§ **Yapacağınız iş**: Malzemede "canopy" kelimesinin geçtiği satırların sayısını belirtin; büyük-küçük harf farkı önemlidir. Yalnızca sayıyı yazın.

§ **Kullanılacak malzeme**:

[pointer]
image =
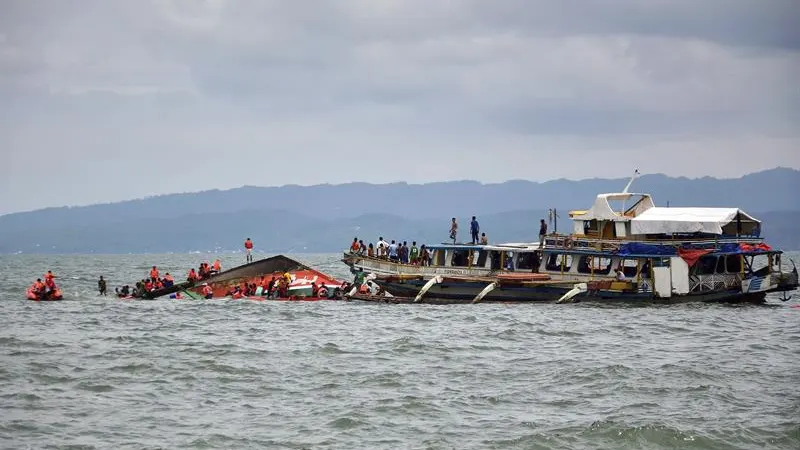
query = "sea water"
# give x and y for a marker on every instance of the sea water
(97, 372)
...
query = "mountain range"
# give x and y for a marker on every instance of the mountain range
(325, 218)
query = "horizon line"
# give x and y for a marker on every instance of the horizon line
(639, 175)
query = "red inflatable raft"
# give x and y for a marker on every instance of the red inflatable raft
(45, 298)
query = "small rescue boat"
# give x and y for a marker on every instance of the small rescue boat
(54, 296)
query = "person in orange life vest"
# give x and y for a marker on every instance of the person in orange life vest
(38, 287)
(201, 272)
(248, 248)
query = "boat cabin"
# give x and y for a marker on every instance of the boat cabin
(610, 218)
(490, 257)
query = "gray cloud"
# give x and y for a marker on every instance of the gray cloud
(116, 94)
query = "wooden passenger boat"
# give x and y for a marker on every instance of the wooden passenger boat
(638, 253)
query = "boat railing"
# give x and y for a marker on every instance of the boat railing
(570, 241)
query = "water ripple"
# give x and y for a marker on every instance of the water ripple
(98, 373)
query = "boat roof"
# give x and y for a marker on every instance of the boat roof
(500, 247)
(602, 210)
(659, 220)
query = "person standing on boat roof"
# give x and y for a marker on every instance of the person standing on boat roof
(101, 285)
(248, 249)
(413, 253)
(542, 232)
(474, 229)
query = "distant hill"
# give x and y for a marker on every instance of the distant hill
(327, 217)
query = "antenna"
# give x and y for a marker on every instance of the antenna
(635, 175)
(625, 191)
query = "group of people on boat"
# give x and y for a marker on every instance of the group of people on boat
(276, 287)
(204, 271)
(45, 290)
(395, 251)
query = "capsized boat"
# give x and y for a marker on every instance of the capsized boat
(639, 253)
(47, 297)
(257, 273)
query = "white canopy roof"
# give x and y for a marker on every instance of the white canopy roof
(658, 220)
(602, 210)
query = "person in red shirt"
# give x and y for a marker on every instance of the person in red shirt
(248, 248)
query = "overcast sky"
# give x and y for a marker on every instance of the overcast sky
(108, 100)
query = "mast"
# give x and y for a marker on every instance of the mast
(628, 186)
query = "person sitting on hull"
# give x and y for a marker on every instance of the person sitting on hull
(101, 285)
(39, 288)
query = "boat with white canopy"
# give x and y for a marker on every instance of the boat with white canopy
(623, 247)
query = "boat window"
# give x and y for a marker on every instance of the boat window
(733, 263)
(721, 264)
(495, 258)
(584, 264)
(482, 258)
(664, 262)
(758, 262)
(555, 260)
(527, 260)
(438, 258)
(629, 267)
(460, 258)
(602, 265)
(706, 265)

§ **Alıştırma çıktısı**: 4